:: DATA SHOWN ::
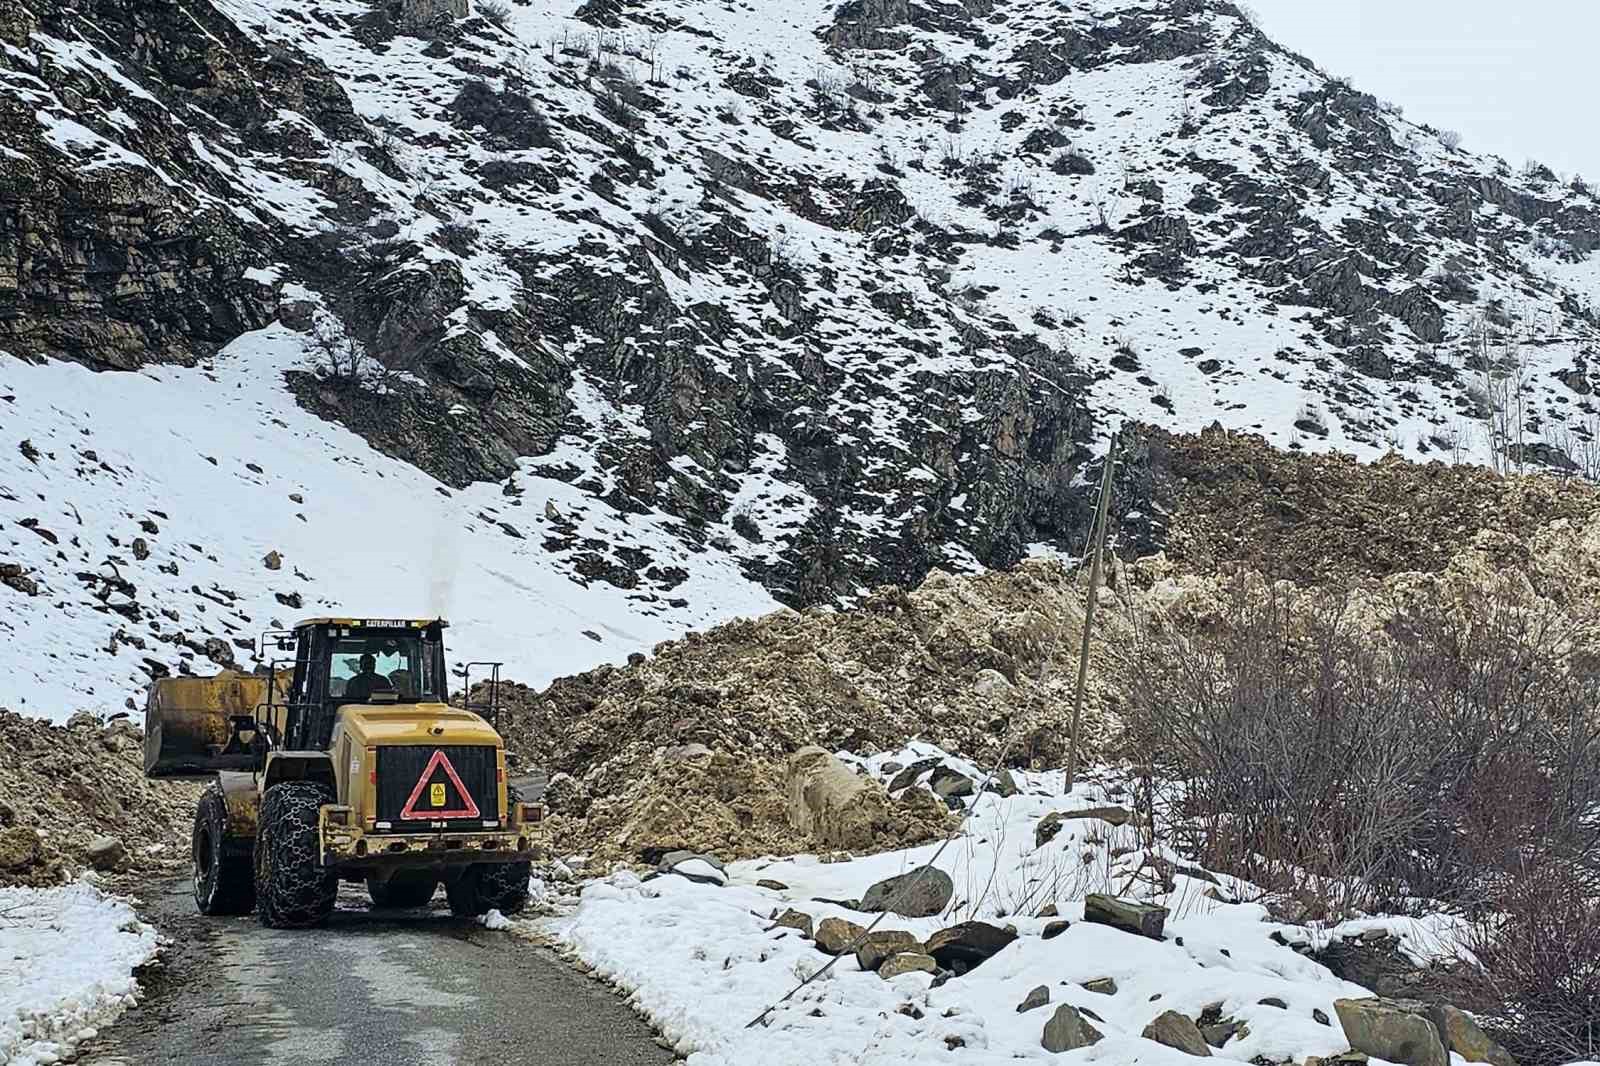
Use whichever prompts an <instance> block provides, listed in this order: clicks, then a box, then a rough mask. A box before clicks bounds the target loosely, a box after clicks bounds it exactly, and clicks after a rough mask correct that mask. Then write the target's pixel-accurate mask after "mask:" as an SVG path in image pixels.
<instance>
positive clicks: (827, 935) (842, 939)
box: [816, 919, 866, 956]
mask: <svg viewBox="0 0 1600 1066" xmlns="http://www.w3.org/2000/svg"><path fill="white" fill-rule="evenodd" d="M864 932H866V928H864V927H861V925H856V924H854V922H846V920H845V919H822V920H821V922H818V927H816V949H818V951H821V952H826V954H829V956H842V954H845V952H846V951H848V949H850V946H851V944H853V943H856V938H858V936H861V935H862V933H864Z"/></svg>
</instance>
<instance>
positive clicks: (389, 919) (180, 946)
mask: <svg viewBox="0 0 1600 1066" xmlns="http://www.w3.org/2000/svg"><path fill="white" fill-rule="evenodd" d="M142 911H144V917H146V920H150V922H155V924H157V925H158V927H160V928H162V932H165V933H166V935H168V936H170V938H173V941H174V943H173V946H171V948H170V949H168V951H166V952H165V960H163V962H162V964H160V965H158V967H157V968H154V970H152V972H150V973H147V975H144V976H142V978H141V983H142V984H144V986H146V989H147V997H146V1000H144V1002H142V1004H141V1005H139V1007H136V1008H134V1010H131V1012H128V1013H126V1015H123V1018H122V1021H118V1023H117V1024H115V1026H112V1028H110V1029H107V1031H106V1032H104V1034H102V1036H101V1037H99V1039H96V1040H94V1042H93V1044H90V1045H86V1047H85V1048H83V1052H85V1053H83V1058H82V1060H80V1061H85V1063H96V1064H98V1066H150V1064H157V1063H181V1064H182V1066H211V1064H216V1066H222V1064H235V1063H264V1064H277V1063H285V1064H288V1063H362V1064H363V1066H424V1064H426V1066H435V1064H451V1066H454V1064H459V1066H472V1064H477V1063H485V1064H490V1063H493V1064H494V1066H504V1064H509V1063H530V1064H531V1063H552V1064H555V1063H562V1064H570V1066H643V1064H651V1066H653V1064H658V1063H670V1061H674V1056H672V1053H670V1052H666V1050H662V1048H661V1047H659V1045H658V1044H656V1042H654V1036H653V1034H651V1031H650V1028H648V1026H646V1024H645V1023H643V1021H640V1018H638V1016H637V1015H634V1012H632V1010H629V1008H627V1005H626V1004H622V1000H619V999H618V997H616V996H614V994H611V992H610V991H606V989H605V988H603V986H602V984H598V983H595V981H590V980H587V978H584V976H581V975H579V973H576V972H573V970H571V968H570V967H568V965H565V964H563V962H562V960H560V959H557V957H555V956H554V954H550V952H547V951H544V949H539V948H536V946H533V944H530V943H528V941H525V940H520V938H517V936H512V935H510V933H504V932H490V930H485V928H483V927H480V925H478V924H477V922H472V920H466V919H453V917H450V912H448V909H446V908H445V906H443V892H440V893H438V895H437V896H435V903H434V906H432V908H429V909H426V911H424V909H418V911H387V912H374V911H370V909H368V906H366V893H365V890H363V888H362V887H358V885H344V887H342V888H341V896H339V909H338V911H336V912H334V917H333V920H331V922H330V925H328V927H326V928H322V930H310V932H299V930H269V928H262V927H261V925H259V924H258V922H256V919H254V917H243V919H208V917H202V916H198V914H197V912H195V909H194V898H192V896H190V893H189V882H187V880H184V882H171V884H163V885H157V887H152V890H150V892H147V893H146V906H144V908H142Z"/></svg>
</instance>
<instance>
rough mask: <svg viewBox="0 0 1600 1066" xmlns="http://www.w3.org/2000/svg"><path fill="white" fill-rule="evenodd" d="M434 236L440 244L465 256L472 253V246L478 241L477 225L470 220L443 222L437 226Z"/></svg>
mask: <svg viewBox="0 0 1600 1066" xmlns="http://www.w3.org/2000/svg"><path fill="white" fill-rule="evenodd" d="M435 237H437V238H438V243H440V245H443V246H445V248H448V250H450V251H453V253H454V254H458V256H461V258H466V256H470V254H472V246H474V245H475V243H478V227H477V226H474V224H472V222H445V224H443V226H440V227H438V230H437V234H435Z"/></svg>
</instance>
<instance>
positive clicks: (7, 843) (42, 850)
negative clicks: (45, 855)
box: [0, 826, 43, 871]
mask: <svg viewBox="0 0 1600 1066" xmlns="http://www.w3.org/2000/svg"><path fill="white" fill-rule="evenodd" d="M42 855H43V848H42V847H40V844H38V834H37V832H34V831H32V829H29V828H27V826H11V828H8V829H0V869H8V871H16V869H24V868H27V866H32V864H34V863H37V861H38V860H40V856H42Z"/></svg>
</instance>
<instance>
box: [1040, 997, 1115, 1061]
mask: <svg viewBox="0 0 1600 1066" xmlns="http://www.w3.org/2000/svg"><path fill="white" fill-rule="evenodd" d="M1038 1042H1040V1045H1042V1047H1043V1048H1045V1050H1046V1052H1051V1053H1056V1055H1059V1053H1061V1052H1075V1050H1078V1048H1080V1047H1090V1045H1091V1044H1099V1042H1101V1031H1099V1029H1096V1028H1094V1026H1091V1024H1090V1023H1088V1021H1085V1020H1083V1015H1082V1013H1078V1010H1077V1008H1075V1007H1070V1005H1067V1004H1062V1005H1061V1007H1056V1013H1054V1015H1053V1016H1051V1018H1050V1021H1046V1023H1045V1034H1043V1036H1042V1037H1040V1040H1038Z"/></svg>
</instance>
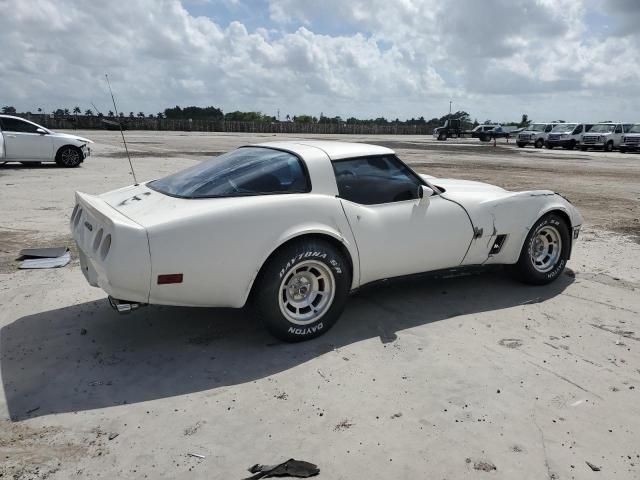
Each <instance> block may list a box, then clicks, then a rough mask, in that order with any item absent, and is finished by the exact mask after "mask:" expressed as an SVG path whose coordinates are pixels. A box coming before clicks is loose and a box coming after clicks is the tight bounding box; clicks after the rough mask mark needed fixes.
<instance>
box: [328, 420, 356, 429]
:::
PROBLEM TO SOLVE> Where a record above holds a picture, drop the picture and print the rest exactly.

SOLVED EXERCISE>
Use whichever prompts an <instance> block provides, listed in this order: clicks, then a box, then a rough mask. A box before clicks bounds the target loosely, a box after clicks bounds it exactly, and clicks after a rough mask correct that mask. Then write the target's pixel-accurate mask after "mask:" as an SVG path in image pixels.
<instance>
positive clicks: (827, 935) (842, 939)
box: [816, 919, 866, 956]
mask: <svg viewBox="0 0 1600 1066" xmlns="http://www.w3.org/2000/svg"><path fill="white" fill-rule="evenodd" d="M864 932H866V928H864V927H861V925H856V924H854V922H846V920H845V919H822V920H821V922H818V927H816V949H818V951H821V952H826V954H829V956H842V954H845V952H846V951H848V949H850V946H851V944H853V943H856V938H858V936H861V935H862V933H864Z"/></svg>
</instance>
<instance>
positive clicks: (389, 919) (180, 946)
mask: <svg viewBox="0 0 1600 1066" xmlns="http://www.w3.org/2000/svg"><path fill="white" fill-rule="evenodd" d="M142 911H144V917H146V920H150V922H155V924H157V925H158V927H160V928H162V932H165V933H166V935H168V936H170V938H173V941H174V943H173V946H171V948H170V949H168V951H166V952H165V960H163V962H162V964H160V965H158V967H157V968H154V970H152V972H150V973H147V975H144V976H142V978H141V983H142V984H144V986H146V989H147V997H146V1000H144V1002H142V1004H141V1005H139V1007H136V1008H134V1010H131V1012H128V1013H126V1015H123V1018H122V1021H118V1023H117V1024H115V1026H112V1028H110V1029H107V1031H106V1032H104V1034H102V1036H101V1037H99V1039H96V1040H94V1042H93V1044H90V1045H86V1047H85V1048H83V1052H85V1053H83V1058H82V1060H80V1061H85V1063H96V1064H98V1066H150V1064H157V1063H181V1064H182V1066H211V1064H216V1066H222V1064H235V1063H264V1064H277V1063H285V1064H288V1063H362V1064H363V1066H424V1064H426V1066H435V1064H451V1066H454V1064H459V1066H472V1064H477V1063H485V1064H490V1063H493V1064H494V1066H504V1064H509V1063H530V1064H531V1063H552V1064H555V1063H562V1064H570V1066H643V1064H651V1066H653V1064H658V1063H670V1061H674V1056H672V1053H670V1052H666V1050H662V1048H661V1047H659V1045H658V1044H656V1042H654V1036H653V1034H651V1031H650V1028H648V1026H646V1024H645V1023H643V1021H640V1018H638V1016H637V1015H634V1012H632V1010H629V1008H627V1005H626V1004H622V1000H619V999H618V997H616V996H614V994H611V992H610V991H606V989H605V988H603V986H602V984H598V983H595V981H590V980H587V978H584V976H581V975H579V973H576V972H573V970H571V968H570V967H568V965H565V964H563V962H562V960H560V959H557V957H555V956H554V954H550V952H547V951H544V949H539V948H536V946H533V944H530V943H528V941H525V940H520V938H517V936H512V935H510V933H504V932H490V930H485V928H483V927H480V925H478V924H477V922H472V920H466V919H453V917H450V912H448V909H446V908H445V906H443V892H440V893H438V895H437V896H435V903H434V906H432V908H429V909H426V911H424V909H418V911H387V912H374V911H370V909H368V906H366V893H365V890H363V888H362V887H358V885H344V887H342V888H341V896H339V909H338V911H336V912H334V917H333V920H331V922H330V925H328V927H326V928H322V930H310V932H299V930H269V928H262V927H261V925H259V924H258V922H256V919H254V917H243V919H208V917H202V916H198V914H197V912H195V909H194V898H192V896H190V893H189V882H187V880H184V882H171V884H163V885H157V887H152V890H150V892H147V893H146V906H144V908H142Z"/></svg>
</instance>
<instance>
rough mask: <svg viewBox="0 0 1600 1066" xmlns="http://www.w3.org/2000/svg"><path fill="white" fill-rule="evenodd" d="M434 236L440 244L465 256L472 253V246L478 241L477 225L470 220L443 222L437 226Z"/></svg>
mask: <svg viewBox="0 0 1600 1066" xmlns="http://www.w3.org/2000/svg"><path fill="white" fill-rule="evenodd" d="M435 237H437V238H438V243H440V245H443V246H445V248H448V250H450V251H453V253H454V254H458V256H461V258H466V256H470V254H472V246H474V245H475V243H478V227H477V226H474V224H472V222H445V224H443V226H440V227H438V230H437V234H435Z"/></svg>
</instance>
<instance>
positive clicks: (7, 843) (42, 850)
negative clicks: (45, 855)
box: [0, 826, 43, 871]
mask: <svg viewBox="0 0 1600 1066" xmlns="http://www.w3.org/2000/svg"><path fill="white" fill-rule="evenodd" d="M42 855H43V848H42V847H40V844H38V834H37V832H34V831H32V829H29V828H27V826H11V828H8V829H0V869H8V871H16V869H24V868H27V866H32V864H34V863H37V861H38V860H40V856H42Z"/></svg>
</instance>
<instance>
box: [1040, 997, 1115, 1061]
mask: <svg viewBox="0 0 1600 1066" xmlns="http://www.w3.org/2000/svg"><path fill="white" fill-rule="evenodd" d="M1038 1042H1040V1045H1042V1047H1043V1048H1045V1050H1046V1052H1051V1053H1056V1055H1059V1053H1061V1052H1075V1050H1078V1048H1080V1047H1090V1045H1091V1044H1099V1042H1101V1031H1099V1029H1096V1028H1094V1026H1091V1024H1090V1023H1088V1021H1085V1020H1083V1015H1082V1013H1078V1010H1077V1008H1075V1007H1070V1005H1067V1004H1062V1005H1061V1007H1056V1013H1054V1015H1053V1016H1051V1018H1050V1021H1046V1023H1045V1034H1043V1036H1042V1037H1040V1040H1038Z"/></svg>
</instance>
Each <instance> block may list a box, then clicks, then a rough mask, in that order with any item absent, and is finished by the exact mask after "mask:" expressed as an SVG path whose coordinates are pixels. A box coming before clicks is loose and a box coming after clicks is the tight bounding box; clicks after the rough mask mark needed fixes.
<instance>
box: [328, 420, 356, 429]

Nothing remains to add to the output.